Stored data

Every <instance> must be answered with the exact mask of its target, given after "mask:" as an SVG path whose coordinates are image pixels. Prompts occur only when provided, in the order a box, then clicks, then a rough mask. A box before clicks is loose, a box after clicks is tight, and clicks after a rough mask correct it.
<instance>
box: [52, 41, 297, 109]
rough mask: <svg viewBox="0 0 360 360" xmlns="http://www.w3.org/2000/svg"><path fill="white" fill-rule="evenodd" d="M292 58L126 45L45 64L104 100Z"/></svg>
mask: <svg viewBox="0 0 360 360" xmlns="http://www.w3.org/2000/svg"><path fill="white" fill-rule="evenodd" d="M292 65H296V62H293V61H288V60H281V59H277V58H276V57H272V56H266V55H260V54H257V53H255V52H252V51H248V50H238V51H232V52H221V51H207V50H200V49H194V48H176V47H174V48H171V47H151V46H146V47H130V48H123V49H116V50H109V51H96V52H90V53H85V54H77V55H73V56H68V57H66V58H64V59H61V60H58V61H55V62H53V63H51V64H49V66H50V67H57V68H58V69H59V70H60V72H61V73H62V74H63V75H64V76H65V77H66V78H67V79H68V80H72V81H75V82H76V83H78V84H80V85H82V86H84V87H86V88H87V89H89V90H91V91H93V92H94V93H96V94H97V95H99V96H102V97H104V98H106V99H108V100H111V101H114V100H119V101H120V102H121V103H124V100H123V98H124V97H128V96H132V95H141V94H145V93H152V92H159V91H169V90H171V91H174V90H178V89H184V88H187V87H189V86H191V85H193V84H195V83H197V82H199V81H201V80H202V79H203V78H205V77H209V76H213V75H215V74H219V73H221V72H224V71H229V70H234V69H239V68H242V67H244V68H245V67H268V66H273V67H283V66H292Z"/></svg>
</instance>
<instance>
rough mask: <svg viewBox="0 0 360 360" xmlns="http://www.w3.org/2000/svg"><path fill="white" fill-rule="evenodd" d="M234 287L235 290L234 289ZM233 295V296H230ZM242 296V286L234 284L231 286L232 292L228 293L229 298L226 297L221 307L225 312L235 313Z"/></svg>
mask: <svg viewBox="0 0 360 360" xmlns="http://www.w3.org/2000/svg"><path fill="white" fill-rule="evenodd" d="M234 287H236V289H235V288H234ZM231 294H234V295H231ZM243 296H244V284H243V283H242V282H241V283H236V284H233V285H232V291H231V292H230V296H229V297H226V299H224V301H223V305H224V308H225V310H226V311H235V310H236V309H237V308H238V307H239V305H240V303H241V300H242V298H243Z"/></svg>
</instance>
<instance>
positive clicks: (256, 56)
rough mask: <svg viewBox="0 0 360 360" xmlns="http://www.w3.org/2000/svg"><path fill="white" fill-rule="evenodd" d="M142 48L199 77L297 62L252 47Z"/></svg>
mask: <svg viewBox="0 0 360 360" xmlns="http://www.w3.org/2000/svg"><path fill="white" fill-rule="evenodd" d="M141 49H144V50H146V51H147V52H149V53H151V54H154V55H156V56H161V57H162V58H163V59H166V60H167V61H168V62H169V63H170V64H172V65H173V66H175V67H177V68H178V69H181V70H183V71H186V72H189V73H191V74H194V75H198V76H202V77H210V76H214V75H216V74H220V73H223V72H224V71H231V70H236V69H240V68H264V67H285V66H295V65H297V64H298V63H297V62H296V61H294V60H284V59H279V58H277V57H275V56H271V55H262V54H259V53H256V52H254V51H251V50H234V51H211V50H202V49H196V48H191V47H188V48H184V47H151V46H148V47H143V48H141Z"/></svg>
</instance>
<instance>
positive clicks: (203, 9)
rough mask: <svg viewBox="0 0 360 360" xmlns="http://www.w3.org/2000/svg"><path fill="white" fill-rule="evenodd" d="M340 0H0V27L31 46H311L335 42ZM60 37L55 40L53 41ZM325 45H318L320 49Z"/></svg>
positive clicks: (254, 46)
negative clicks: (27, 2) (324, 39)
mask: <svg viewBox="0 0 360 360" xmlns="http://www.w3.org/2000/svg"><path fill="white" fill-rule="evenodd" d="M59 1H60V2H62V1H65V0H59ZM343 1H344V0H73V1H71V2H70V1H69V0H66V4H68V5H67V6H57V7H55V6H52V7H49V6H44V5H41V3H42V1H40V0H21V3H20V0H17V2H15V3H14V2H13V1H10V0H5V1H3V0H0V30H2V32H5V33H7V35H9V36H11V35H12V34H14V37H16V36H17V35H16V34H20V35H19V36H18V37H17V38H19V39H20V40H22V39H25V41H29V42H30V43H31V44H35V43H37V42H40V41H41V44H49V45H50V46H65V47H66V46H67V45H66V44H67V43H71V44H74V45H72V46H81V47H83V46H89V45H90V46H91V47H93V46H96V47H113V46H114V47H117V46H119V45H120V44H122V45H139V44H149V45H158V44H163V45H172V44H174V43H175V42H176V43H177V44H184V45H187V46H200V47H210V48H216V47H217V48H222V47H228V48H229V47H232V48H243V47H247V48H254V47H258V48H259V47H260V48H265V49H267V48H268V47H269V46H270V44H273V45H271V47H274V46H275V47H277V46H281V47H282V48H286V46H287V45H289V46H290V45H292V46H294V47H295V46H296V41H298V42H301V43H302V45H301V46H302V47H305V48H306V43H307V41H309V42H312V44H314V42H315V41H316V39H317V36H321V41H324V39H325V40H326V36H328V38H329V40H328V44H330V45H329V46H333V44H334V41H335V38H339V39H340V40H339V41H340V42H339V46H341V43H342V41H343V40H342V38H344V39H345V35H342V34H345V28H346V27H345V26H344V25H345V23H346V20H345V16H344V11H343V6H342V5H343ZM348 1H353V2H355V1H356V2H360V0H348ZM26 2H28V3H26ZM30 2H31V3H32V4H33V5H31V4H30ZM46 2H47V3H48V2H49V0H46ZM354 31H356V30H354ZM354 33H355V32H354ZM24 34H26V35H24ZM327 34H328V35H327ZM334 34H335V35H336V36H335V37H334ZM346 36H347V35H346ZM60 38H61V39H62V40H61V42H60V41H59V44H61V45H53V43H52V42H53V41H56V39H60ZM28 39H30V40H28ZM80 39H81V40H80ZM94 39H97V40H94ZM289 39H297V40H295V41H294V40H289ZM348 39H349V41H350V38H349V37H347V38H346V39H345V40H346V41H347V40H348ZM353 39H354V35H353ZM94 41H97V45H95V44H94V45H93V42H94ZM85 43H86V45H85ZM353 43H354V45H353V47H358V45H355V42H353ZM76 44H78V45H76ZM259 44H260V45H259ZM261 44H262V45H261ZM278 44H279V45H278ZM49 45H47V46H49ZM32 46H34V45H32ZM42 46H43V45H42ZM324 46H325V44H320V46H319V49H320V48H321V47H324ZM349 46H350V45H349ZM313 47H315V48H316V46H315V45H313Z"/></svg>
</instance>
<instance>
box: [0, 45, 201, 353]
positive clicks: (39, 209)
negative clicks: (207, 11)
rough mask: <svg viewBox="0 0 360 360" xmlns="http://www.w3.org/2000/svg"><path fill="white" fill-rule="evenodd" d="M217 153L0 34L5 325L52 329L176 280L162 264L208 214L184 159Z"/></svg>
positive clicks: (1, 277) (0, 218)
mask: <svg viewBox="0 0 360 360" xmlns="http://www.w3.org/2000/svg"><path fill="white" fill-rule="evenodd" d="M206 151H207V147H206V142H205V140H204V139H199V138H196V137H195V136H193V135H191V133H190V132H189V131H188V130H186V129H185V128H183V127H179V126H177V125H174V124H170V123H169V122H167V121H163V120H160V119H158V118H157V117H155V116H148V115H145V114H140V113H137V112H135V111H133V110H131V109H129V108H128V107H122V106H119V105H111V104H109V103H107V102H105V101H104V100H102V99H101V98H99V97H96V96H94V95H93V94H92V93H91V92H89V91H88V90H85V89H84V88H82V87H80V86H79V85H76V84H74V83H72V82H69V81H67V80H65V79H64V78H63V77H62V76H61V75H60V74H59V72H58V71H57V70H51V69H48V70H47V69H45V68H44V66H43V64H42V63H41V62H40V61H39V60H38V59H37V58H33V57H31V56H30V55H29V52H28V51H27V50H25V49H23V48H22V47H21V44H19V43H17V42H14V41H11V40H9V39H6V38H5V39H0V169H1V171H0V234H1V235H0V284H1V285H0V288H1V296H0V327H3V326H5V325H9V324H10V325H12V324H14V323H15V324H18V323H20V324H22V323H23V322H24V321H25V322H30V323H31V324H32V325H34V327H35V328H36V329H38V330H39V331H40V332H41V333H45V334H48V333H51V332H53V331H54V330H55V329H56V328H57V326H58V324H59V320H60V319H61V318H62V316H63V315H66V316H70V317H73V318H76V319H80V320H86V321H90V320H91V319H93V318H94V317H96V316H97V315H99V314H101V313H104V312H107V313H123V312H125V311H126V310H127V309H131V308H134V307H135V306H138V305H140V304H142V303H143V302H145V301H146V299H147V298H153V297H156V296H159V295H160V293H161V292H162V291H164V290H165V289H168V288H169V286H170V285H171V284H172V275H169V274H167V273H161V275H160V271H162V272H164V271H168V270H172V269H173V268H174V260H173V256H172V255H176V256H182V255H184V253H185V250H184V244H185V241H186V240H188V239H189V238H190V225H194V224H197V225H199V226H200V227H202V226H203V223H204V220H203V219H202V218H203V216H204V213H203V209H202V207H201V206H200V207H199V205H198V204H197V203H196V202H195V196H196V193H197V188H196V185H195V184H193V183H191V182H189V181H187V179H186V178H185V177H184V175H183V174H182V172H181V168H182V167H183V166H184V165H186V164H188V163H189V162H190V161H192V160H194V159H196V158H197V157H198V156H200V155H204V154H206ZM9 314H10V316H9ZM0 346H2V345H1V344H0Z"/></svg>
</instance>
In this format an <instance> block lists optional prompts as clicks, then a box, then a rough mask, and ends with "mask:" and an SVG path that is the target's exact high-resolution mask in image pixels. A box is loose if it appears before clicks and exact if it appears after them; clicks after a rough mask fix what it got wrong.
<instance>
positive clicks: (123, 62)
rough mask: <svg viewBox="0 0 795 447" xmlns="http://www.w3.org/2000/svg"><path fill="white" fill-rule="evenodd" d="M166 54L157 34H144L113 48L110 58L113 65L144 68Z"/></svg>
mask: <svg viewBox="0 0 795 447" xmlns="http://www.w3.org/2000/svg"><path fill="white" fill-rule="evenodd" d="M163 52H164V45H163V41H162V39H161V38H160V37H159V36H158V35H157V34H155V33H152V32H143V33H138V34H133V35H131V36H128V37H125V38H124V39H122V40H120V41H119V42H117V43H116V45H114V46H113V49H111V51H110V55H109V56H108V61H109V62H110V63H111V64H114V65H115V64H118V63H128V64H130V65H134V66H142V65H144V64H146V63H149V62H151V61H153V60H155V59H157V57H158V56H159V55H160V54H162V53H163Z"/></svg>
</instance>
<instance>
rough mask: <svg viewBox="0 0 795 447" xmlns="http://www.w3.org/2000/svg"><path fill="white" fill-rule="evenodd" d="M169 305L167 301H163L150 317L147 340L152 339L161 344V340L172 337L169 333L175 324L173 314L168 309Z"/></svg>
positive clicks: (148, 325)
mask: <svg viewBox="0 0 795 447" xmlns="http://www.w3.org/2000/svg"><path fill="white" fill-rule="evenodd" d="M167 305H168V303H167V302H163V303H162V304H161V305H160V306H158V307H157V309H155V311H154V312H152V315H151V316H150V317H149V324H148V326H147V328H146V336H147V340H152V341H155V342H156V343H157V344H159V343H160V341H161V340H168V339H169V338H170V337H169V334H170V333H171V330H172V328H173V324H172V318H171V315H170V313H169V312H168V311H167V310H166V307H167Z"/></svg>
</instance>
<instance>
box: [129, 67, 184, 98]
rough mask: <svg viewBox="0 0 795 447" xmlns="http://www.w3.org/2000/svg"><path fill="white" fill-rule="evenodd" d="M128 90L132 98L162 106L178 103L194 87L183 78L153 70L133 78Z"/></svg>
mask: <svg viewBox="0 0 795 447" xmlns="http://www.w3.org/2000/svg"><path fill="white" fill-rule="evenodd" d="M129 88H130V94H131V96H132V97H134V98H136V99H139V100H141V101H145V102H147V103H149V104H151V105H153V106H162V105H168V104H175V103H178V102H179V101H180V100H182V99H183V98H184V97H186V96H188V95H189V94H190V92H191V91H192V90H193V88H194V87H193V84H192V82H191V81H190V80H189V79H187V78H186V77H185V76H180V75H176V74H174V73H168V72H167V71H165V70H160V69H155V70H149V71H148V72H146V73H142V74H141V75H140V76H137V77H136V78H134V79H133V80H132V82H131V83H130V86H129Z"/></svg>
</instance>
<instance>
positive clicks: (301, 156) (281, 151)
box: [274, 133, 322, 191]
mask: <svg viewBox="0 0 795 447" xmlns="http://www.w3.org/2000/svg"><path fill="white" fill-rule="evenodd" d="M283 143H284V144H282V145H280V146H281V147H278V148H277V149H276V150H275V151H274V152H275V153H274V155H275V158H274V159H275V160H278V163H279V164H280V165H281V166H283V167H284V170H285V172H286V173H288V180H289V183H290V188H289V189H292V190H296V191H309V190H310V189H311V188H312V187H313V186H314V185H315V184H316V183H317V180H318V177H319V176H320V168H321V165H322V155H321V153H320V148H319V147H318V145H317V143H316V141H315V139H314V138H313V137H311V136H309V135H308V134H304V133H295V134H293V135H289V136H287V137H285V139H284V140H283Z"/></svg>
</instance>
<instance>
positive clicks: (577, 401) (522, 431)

*EXERCISE DESCRIPTION:*
Reproduce the lines of the records word for word, starting at the beginning of the records and ending at the line containing "box: [52, 41, 297, 109]", with both ends included.

*YOUR SOLUTION:*
Every <instance> must be answered with the exact mask of its target, given after "mask:" as an SVG path whose coordinates are image pixels. Prompts occur only when provided, in the order a box, then clicks, then a rough mask. A box before clicks is loose, a box after clicks is tight, and clicks after a rough mask correct it.
<instance>
box: [52, 41, 297, 109]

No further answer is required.